The police decision to mete out a one-year conditional warning hasn’t gone down well with Ms Baey. Depending on which lawyer you speak to, you will have differing views on whether this is a rare action on the part of the authorities which have thrown the book at other first-time voyeurs in the past. Beyond the authorities, no one knows how the decision is made and whether there were extenuating circumstances which led them to give Mr Lim a slap on the wrist. The discussion so far has been one-sided, with Ms Baey giving her account on Instagram and to media, and Mr Lim staying out of sight.

The university, sticking with protocol, started its own disciplinary proceedings after the police investigation was concluded. No one knows too how it decides on the sanctions although it has maintained that it has its own framework to refer to. You can only surmise that the “slap on the wrist’’ played a part in the decision to suspend him for a semester (which undergraduates will say is more like taking a leave-of-absence), instead of the ultimate penalty of expulsion. Its bid to have Mr Lim write a letter of apology to Ms Baey has backfired. It looked like it was written by a very bad PR firm.

As someone who has been working with undergraduates over the past six years, I know that the university prefers to take a rehabilitative rather than a punitive approach to miscreants. My private sector instincts to “sack” or give a student a failing grade have always been met with consternation by other academics. I have been told too many times that the subjects are young people, bright people, who always deserve a second chance or even a third. Contrary to what undergraduates think, it’s harder to fail a student than to award the student a distinction.

In the field of behavior, it seems a similar concept is applied. A suspension is deemed a heavy punishment because it delays the process of getting a full degree. Except that these days, unless students belong to households pressed for money, the suspension might well be viewed as a “gap’’ year for them to take a break from studies. I gather that this is one reason undergraduates view Mr Lim’s suspension with such misgivings.

What is more unsettling is what NUS vice-provost (Student Life) Florence Ling told The Straits Times about the university’s policy on sexual misconduct. You have to be a repeat sexual offender to be expelled.

“For first-time offenders, because we are an educational institution, we want to give the students a chance. Student offenders who appear before the Board of Discipline for the first time are given a range of punishments, but not immediate expulsion,” she said.

It makes me wonder if NUS disclosed this “two-strikes and you’re out’’ policy because it believed that this would assure the public that the university is a safe place.

But just hours later, the university said it was reviewing this two strikes policy. NUS President Tan Eng Chye said: “NUS will take a hard stand on offences that impact the safety of our students. We must make our campus safe and supportive for all members of our community.”
◇ ◇ ◇ ◇
According to the passage about the university's handling of the case, for how long was Mr Lim suspended?

(Location identification entries)
◇ ◇ ◇ ◇
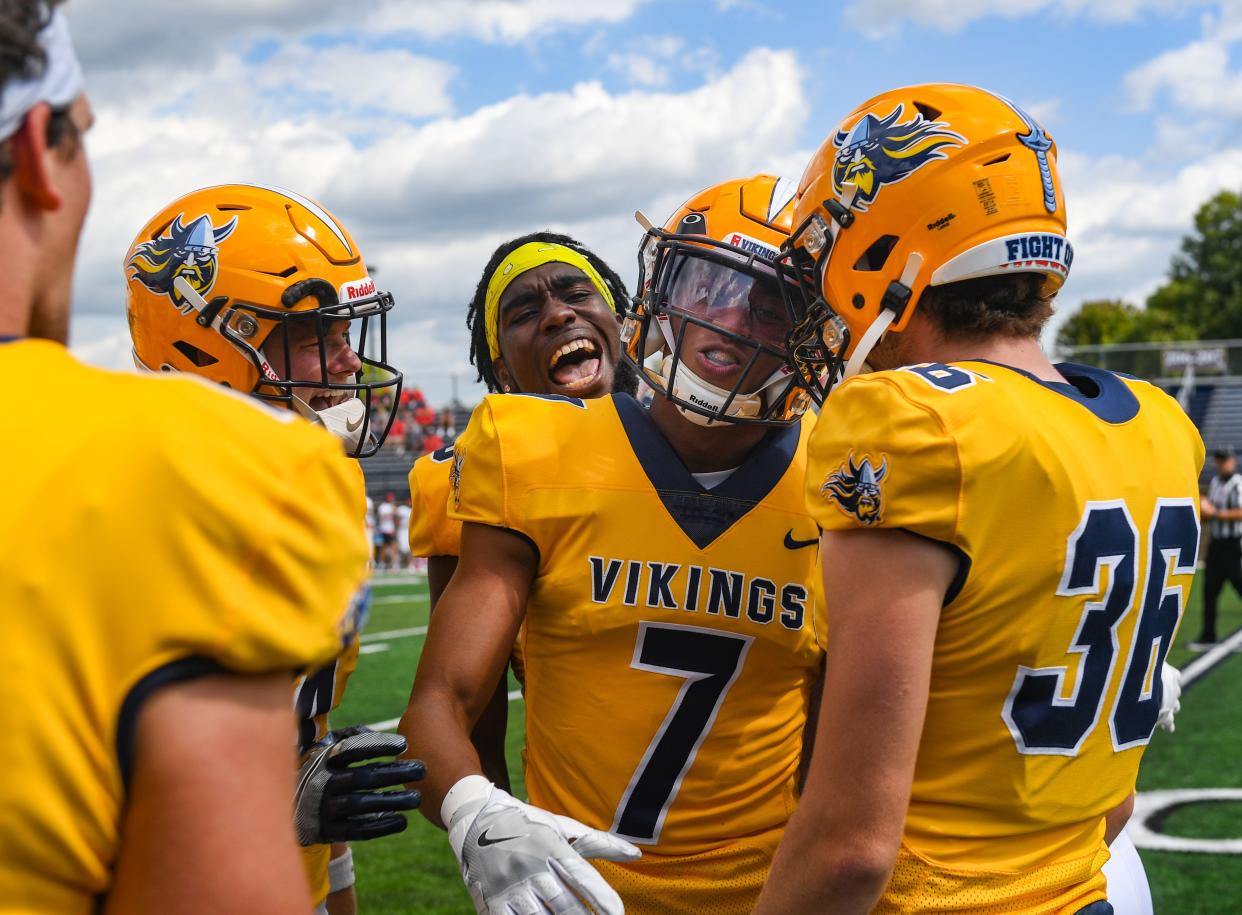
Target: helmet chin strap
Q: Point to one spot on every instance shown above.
(867, 343)
(886, 317)
(345, 420)
(691, 387)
◇ ◇ ◇ ◇
OUTPUT: For one semester.